### TEXTO EXTRAÍDO
..............................

Talvez seja essa sua facilidade em transitar entre diversos mundos que tenha feito Emílio escolher a faculdade de Ciências Sociais. Foi no segundo ano da faculdade que se apaixonou pela cultura popular, após “virar rato” da Mostra Internacional de Filme Etnográfico no CCBB. Depois, como estagiário da Mostra, teve a oportunidade de trabalhar com sua mestra Patrícia Monte-Mór, professora da UERJ e diretora da Mostra. Viu de perto cineastas como Coutinho e João Moreira Salles – além do seu grande ídolo Jean Rouch – falarem sobre seus filmes. Foi então que decidiu ser documentarista. Hoje, me conta com orgulho, é um dos curadores da Mostra.

“Uma coisa que sempre me deixou inquieto como pesquisador é que as fontes – quando se faz uma pesquisa mais histórica – são sempre de quem está estudando e é muito difícil encontrar registros dos aspectos sociais das figuras que construíram esta história. É por isso que aponto a minha câmera para quem tem uma cultura muito forte e que não é capa de jornal. Quando o Gambá morreu, personagem do meu filme, não foi no caderno cultural que falaram disso, sabe?”

 

Assim que se formou, começou a trabalhar como pesquisador para documentários; depois como roteirista e assistente de direção com diretores como João Salles, Breno Silveira, Lula Buarque de Hollanda, Andrucha Waddington e Carolina Jabor em filmes como: Mistério do Samba, Viva São João e Pierre Verger. Na TV, foi pesquisador do programa Esquenta, da Globo. Tantas viagens e pesquisas feitas ao redor do Brasil para realizar vários desses trabalhos, mas há em Emílio sempre essa vontade de falar da cultura urbana, do local de onde vem e onde cresceu:

‘Existe um conceito na antropologia chamado “alteridade”. Ver o “outro”. Me questionava muito sobre procurar o outro em uma tribo indígena ou na zona da mata de Pernambuco. Sendo que na minha cidade, do meu lado, no meu prédio, tem o “outro”. Acho que por isso eu me voltei para a cidade. O que me interessa, portanto, são as pessoas. Eu faço filme sobre pessoas, não sobre lugares. Como elas se relacionam com a arte e o cotidiano delas. Como elas usam a criatividade para levar a vida.’

 

i0409200901Screen_Shot_2014-04-16_at_3.38.44_PM.480x480-75Imagens do livro O mundo Funk Carioca, do Hermano Vianna

Voltando para o quarto alugado no Rio, após a nossa conversa, comento com a dona do apartamento sobre Emílio. Luiza, que é curadora assistente do MIS-RJ, me conta que não só também conhece o Emílio como trabalha com ele. O pesquisador é um dos profissionais convidados pelo museu na pesquisa e roteirização de uma sala dedicada à black music e ao funk carioca. Coincidências à parte, retomo a conversa com Emílio para saber mais sobre essa história. Descubro que haverá no subsolo do museu uma pista de dança onde a história da música da noite carioca será projetada em mesas que, em um dado momento, serão alçadas ao teto e ficarão suspensas:

“Estou muito feliz com esse trabalho do MIS. É um reconhecimento que o Estado está dando para o funk.”

..............................

(Itens de uma fonte de dados)
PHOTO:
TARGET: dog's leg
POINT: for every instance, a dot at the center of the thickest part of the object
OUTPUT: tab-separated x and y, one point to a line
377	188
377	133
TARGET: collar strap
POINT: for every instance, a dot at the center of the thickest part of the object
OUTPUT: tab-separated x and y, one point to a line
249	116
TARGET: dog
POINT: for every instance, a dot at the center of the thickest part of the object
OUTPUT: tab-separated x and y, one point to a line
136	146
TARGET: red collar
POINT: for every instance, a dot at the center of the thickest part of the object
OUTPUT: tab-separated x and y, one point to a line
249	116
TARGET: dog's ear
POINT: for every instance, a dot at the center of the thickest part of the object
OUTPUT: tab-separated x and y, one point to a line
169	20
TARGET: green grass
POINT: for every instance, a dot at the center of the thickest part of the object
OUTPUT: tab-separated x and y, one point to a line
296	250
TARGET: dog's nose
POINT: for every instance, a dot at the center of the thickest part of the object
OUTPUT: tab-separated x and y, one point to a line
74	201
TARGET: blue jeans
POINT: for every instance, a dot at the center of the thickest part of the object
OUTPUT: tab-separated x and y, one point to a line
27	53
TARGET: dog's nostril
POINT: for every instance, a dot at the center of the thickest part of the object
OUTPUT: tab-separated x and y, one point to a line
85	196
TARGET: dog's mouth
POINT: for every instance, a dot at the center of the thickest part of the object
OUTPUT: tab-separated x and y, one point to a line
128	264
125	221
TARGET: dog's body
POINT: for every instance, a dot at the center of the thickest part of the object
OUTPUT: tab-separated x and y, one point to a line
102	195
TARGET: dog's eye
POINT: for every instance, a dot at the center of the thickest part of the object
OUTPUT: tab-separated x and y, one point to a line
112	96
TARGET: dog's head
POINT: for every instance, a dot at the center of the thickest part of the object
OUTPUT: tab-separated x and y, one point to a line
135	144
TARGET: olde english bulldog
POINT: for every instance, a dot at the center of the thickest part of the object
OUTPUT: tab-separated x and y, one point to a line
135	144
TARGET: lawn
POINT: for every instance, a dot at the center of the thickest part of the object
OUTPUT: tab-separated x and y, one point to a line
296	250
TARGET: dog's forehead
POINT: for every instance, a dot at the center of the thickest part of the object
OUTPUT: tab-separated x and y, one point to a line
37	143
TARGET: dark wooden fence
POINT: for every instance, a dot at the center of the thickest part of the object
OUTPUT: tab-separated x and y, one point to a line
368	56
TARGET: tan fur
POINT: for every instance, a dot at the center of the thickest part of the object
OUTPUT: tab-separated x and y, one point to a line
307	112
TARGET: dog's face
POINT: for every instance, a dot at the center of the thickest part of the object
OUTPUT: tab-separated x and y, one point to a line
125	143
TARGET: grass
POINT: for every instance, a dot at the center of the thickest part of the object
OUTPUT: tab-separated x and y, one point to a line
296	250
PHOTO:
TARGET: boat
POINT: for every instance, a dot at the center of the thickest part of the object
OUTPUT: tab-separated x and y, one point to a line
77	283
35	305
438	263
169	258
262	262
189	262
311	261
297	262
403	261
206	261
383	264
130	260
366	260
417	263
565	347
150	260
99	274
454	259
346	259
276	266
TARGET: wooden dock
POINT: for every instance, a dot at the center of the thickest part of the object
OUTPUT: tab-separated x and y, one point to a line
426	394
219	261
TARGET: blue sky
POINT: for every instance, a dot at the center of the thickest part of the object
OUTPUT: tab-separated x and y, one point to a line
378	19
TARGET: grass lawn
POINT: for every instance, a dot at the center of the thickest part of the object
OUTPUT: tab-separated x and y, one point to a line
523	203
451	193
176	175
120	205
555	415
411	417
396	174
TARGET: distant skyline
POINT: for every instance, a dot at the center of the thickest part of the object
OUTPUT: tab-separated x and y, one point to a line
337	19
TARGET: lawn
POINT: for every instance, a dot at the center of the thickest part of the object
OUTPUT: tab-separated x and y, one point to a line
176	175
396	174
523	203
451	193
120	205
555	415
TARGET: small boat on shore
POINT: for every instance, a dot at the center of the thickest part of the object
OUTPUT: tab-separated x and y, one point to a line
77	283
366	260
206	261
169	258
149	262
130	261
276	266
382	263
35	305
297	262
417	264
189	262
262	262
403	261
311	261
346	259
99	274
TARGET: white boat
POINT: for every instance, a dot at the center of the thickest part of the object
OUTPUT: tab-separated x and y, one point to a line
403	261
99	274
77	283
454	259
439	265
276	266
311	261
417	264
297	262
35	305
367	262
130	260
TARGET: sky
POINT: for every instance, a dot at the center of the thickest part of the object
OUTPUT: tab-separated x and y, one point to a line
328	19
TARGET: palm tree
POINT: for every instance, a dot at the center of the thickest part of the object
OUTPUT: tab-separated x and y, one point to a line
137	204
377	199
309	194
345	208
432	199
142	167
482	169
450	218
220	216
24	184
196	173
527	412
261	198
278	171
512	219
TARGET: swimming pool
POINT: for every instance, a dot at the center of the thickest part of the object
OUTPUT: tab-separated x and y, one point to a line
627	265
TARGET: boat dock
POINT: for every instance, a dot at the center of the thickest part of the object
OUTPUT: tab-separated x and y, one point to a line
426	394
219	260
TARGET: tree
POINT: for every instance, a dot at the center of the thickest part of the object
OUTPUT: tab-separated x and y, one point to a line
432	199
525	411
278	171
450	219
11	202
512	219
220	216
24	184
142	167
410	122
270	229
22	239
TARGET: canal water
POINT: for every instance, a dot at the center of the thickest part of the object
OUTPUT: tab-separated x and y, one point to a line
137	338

..............................

### O QUE SE PEDE
Continue o texto sobre o documentarista Emílio a partir da última frase apresentada.

### RESULTADO A SEGUIR
 

10489717_736456076421004_6267208326067609173_nImagem de divulgação do próximo filme de Emílio, Deixa na régua!

Ele não pára por aí. Através de sua produtora independente (em parceria com Júlia Mariano), a Osmose Filmes, Emílio filma o “Deixa na Régua!”. Um registro dos salões de barbeiros dos subúrbios do Rio, lugar onde a nova estética da periferia nasce e se expande. Ideia que veio quase que organicamente, após gravar a “Batalha do Passinho”, onde o visual dos dançarinos fazem parte das apresentações.

Entre uma visita e outra aos barbeiros, uma memória que tinha ficado esquecida em algum canto, retornou à lembrança de Emílio. Sua mãe costumava ser manicure e os ambientes de salões já lhe eram velhos conhecidos. Nessa minha caminhada andarilha vejo como as memórias afetivas das pessoas criativas que conheço são construídas quase sempre na infância. Mesmo que a gente só se recorde delas muitos anos e trabalhos depois. Se há algo que cada dia me parece mais inspirador é mesmo nossa trajetória de vida e nosso cotidiano: a Saens Peña de cada um de nós.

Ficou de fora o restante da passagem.